» **EXERCISES TO COMPLETE**:
**1)** In the passage about the autumn drive, what color had the aspen leaves recently turned?
**2)** Quote the autumn drive passage word for word, starting at the words "I felt drawn" and ending after the words "I was looking.".
**3)** Continue the personal essay about the autumn drive through the trees from its final sentence.

» **PAGE EXCERPT**:
(begin)

“There are some who can live without wild things and some who can not.” ~ Aldo Leopold, A Sand County Almanac
Today, especially, I awoke feeling the change in weather and a slight chill in the air.
The equinox just occurred, and this date is a clear marker in our environmental cycle of the time of year that is dark, cold, lonely and literally dying.
I dread the winter, and eventually feel depressed when this season arrives—and endures.
I left the house this morning to do errands and found myself driving through a beautiful, scenery-filled highway instead. The recently-turned yellow aspen leaves contrasted with the white and black bark of their lower halves, and the hundreds of green pine trees captured my eyes more than they should have as I drove.
I felt drawn to slow down and pull over—to be with and witness the trees.
I drove only a few more miles before I saw a quiet place to park. I sat in my car quietly observing the trees, and quickly realized that I wanted to be where I was looking.
I found a narrow secluded path and began walking.

(end)

» **STORED RECORDS**:

(begin)

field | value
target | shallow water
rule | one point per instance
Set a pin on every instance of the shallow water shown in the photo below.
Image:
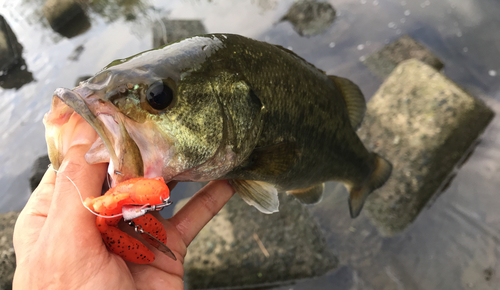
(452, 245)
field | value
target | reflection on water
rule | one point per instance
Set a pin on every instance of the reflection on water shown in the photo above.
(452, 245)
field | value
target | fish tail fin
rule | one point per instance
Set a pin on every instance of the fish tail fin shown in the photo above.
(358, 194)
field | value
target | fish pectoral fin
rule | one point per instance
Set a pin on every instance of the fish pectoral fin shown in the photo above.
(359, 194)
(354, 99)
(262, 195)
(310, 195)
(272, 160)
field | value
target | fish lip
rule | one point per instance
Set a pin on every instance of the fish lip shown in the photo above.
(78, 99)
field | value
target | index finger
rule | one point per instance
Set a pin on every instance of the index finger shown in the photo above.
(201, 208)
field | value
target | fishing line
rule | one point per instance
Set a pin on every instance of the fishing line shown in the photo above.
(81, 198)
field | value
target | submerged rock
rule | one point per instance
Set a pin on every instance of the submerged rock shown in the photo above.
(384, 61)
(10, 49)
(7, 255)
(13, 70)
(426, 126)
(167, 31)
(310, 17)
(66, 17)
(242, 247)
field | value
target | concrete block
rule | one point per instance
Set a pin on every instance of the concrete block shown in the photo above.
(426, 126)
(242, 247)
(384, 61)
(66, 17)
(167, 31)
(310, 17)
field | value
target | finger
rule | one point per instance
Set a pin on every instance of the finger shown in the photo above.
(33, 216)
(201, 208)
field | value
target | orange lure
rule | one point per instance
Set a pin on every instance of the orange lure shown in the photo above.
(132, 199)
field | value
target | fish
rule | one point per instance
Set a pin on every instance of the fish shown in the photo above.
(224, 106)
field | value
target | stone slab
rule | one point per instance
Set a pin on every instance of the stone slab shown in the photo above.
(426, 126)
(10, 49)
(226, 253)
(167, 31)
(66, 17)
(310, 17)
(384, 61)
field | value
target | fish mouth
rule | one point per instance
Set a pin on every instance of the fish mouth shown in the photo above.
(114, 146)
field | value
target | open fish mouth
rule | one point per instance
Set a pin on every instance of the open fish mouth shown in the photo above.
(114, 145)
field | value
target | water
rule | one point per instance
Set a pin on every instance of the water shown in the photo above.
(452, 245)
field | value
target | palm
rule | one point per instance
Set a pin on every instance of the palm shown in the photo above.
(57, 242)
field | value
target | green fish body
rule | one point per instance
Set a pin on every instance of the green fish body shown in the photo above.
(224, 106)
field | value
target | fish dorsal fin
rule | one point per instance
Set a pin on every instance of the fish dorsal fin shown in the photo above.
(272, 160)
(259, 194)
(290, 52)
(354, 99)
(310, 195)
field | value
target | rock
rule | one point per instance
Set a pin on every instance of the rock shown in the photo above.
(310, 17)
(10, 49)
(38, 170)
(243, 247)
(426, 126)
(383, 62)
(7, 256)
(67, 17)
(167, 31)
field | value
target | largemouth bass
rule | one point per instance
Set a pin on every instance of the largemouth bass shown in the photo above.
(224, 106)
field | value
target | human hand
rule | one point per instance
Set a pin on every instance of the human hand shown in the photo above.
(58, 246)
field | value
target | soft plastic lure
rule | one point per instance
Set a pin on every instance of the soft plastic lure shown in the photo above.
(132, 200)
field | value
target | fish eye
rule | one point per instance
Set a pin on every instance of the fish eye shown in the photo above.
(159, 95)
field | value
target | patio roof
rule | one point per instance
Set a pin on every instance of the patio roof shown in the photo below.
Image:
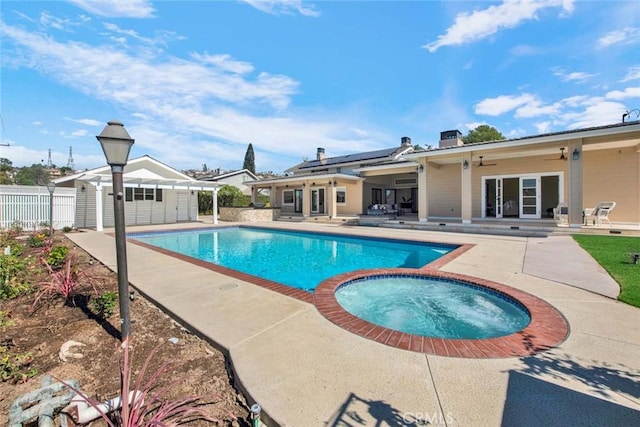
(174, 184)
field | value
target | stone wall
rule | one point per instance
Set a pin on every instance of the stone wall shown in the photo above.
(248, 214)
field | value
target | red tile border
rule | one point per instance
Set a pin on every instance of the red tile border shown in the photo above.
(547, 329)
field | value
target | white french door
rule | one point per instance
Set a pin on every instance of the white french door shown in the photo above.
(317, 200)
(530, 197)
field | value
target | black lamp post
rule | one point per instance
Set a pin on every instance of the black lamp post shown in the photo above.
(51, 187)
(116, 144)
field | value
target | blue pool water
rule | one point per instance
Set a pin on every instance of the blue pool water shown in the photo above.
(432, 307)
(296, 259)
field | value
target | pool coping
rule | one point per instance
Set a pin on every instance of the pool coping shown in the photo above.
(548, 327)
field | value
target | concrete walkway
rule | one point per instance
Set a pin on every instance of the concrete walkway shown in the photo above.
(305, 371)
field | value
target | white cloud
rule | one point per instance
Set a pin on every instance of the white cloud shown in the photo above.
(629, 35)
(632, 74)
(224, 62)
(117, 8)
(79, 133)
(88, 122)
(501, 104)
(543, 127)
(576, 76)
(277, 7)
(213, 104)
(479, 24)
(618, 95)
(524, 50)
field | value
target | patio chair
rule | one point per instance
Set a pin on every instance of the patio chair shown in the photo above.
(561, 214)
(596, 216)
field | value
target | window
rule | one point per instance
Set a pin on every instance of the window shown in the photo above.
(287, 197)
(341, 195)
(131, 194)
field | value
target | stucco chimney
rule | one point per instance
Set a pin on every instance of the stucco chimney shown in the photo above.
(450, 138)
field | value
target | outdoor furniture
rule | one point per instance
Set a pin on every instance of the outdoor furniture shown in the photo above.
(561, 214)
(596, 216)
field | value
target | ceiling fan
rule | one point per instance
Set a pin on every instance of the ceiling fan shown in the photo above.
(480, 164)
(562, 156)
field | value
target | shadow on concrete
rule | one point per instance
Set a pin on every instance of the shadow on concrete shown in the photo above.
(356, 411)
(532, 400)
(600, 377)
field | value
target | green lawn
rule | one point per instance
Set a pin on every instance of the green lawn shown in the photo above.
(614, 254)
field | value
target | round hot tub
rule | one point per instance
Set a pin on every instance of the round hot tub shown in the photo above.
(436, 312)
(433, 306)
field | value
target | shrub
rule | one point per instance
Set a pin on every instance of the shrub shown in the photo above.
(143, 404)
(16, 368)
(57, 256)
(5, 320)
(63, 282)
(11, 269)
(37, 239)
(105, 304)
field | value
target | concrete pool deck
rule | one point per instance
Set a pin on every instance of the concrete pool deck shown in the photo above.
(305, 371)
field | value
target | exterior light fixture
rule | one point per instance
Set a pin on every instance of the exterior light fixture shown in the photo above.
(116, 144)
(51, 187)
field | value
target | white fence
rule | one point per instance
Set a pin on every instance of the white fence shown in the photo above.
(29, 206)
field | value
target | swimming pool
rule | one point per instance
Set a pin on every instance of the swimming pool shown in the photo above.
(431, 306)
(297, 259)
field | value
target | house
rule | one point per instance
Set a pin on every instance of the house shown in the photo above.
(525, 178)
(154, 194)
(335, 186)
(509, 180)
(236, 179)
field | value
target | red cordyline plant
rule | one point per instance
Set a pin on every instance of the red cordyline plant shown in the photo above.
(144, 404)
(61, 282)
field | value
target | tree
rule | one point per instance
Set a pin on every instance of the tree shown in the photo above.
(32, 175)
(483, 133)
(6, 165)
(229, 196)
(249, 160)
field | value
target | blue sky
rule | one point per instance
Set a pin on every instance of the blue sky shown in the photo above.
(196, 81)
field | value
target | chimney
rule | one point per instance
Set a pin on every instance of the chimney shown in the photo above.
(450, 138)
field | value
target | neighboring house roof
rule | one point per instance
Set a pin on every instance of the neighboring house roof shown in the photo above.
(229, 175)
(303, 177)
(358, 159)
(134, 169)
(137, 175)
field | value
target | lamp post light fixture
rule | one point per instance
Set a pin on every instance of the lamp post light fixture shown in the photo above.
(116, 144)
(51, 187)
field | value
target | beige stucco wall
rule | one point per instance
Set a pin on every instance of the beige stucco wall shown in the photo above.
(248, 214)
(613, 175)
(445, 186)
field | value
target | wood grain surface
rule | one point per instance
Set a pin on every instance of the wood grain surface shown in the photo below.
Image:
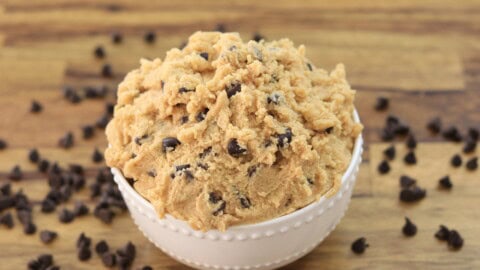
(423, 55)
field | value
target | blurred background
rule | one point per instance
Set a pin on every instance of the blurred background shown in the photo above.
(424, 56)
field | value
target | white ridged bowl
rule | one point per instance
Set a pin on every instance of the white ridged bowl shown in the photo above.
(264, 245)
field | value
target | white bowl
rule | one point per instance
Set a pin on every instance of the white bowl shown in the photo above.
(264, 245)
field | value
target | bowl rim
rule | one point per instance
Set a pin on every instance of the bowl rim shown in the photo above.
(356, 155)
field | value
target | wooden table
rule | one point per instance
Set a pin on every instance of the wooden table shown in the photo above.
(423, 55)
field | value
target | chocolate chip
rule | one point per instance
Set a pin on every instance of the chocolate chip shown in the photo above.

(end)

» **OUTPUTS BY TASK**:
**1)** Yellow.

**2)**
I felt drawn to slow down and pull over—to be with and witness the trees.
I drove only a few more miles before I saw a quiet place to park. I sat in my car quietly observing the trees, and quickly realized that I wanted to be where I was looking.

**3)**
I felt the soft ground beneath my feet and could hear the leaves and sticks crunching. I walked among the trees, and I felt at home once again. Even just a week or two is too long for me to stay away from the natural world— surrounded by the free and calming spirit of the trees.
A quote I read this morning by Aldo Leopold echoed through me:
“There are some who can live without wild things, and some who can not.”
I am definitely one of the ones who “can not.”
I found a quiet spot to sit on a log and began to meditate. Surrounded by the aspens, I felt the changing, crisp air kiss my face.
As I sat there, I felt sad to say goodbye to Colorado summer, and to Colorado in general, as I am moving back to Maui in a month.
More deeply, and closer to my heart, I have been grieving a recent ending of a relationship.
I realized it had been quite a while since I had sought nature for solace, support or guidance. I had only been spending time in nature when I was happy, or stimulated by the sun’s bright rays. I tend to avoid the woods—and being outdoors in general—as the weather turns cold, and then avoid it almost completely for the entire winter season.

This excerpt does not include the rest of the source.